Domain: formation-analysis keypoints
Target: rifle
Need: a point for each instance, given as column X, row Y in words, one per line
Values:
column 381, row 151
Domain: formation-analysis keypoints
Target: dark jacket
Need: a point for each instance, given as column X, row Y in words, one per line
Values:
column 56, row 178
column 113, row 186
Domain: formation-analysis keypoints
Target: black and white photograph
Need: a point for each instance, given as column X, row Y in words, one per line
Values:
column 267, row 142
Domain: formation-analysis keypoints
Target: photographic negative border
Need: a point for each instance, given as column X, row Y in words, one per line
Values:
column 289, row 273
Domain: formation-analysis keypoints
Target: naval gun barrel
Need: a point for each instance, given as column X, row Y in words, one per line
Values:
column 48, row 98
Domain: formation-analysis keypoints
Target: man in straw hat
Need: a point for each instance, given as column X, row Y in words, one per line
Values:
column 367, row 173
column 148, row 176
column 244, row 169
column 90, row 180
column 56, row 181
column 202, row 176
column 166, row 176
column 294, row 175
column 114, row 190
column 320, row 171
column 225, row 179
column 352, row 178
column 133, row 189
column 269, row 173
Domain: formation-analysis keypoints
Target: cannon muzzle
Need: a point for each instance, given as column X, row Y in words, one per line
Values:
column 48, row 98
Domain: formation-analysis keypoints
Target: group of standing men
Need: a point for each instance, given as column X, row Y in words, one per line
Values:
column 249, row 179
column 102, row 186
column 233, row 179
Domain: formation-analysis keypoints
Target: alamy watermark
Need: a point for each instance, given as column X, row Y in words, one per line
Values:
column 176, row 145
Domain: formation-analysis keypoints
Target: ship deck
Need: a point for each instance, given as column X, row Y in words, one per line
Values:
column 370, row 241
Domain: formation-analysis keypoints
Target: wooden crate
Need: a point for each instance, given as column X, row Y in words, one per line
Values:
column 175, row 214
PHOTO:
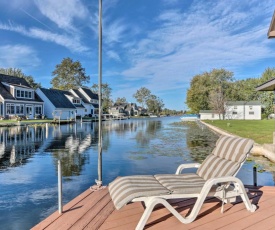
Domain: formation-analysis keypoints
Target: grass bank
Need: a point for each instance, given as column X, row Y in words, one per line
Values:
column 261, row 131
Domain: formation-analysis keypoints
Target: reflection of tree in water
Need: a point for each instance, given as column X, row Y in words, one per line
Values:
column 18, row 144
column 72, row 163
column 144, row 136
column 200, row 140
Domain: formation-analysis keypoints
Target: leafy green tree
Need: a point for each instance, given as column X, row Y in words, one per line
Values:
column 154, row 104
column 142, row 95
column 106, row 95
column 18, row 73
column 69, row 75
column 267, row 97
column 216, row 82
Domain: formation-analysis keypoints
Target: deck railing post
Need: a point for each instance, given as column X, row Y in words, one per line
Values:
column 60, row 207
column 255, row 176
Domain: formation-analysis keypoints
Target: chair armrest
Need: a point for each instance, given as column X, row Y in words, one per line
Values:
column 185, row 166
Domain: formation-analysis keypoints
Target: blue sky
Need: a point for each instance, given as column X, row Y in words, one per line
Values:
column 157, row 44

○ ○ ○ ○ ○

▶ [Task to complete]:
Could the entries be output exactly as written, but without their images?

▶ [Result of this task]:
Domain: formation-analysis keypoints
Target: rifle
Need: a point for each instance, given as column X, row Y in words, one per line
Values:
column 381, row 151
Domain: formation-analysis keypoints
Target: dark jacket
Need: a point for each instance, given as column X, row Y in words, one per line
Values:
column 56, row 178
column 113, row 186
Domain: formation-analysis keypoints
Target: black and white photograph
Need: a point for each instance, given as column X, row Y in words, one per line
Values:
column 267, row 142
Domain: formation-analysis keypoints
Target: photographic negative border
Need: a point for each instance, given as column X, row Y in words, one per line
Values:
column 289, row 273
Domain: formation-analysis keypoints
Target: naval gun barrel
Need: a point for each instance, given as column X, row Y in words, one per line
Values:
column 48, row 98
Domain: formation-analysis keypoints
Target: man in straw hat
Need: a point for each instance, given as column X, row Y in words, one per line
Values:
column 367, row 173
column 148, row 176
column 244, row 169
column 90, row 180
column 56, row 181
column 202, row 176
column 166, row 176
column 294, row 175
column 114, row 190
column 320, row 171
column 225, row 179
column 352, row 178
column 133, row 189
column 269, row 173
Domain: formation-analysis keypoints
Target: cannon muzzle
Need: a point for each instance, given as column X, row Y in words, one per line
Values:
column 48, row 98
Domain: formation-analysis keypoints
Target: group of standing men
Need: a point for each instance, given as column X, row Y in words, one per line
Values:
column 249, row 179
column 102, row 186
column 233, row 179
Domain: formation-analysis keypoints
Target: alamy watermark
Need: a point for each instance, given as column X, row Y in words, one per line
Values:
column 176, row 145
Domain: formation-analysis keypoints
Target: ship deck
Need: a point for each instance, given as column X, row Y in words, one per line
Values:
column 370, row 241
Domain: formation-analysis keypoints
Target: wooden crate
Need: a point for each instance, given as column X, row Y in words, one per line
Values:
column 175, row 214
PHOTO:
Domain: formation-analysis keypoints
Target: grass bank
Need: a point for each instance, given as column X, row Y in words, one per line
Values:
column 261, row 131
Domain: formation-analysis keypoints
Target: reflection of tree in water
Need: a point for each instance, given as column X, row Y in words, one per line
Values:
column 18, row 144
column 72, row 163
column 144, row 136
column 200, row 140
Domain: formation-analysis keypoints
Target: leafy green tree
Need: a point for each instance, given as column X, row Y in words, one per line
Values:
column 154, row 104
column 142, row 95
column 106, row 95
column 18, row 73
column 69, row 75
column 267, row 97
column 216, row 82
Domain: formation-analysis keypoints
Target: deck railing post
Need: a point for each instance, given as column X, row Y in words, one per line
Values:
column 60, row 207
column 255, row 176
Domain: formation-analysis keypoints
Target: chair armrest
Need: a point for each instance, given as column X, row Y in words, one per line
Values:
column 185, row 166
Domain: formation-analysis keypoints
Target: blue sky
Need: a point for each instance, given as column X, row Y in words, one per line
Values:
column 157, row 44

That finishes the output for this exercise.